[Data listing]
• • • • • • •
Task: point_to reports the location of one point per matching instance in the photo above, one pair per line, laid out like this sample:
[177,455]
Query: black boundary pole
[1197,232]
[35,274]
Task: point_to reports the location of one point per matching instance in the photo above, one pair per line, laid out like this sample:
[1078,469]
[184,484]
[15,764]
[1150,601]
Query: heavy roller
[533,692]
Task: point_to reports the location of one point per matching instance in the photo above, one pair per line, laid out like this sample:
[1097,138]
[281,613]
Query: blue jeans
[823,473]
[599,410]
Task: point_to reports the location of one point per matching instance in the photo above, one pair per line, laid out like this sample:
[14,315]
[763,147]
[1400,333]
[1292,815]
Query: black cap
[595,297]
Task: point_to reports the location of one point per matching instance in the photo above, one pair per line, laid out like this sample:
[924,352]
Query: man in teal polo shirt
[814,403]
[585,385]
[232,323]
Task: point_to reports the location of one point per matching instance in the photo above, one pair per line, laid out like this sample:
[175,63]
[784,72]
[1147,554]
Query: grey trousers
• • • • • • •
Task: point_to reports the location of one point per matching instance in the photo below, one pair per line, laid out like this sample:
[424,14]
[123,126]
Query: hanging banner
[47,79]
• • • • • • •
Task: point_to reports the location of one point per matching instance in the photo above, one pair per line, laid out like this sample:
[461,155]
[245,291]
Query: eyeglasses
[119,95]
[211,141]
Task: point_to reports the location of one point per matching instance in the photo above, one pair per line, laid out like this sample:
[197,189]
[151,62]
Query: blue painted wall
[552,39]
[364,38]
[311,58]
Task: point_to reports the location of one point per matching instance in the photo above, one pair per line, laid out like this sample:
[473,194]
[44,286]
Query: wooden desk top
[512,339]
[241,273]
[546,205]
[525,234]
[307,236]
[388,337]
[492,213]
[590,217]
• • • • • • •
_What you are asked to do_
Count the lines of the records that contain the word "blue". Reply with the number only.

_Correct result_
2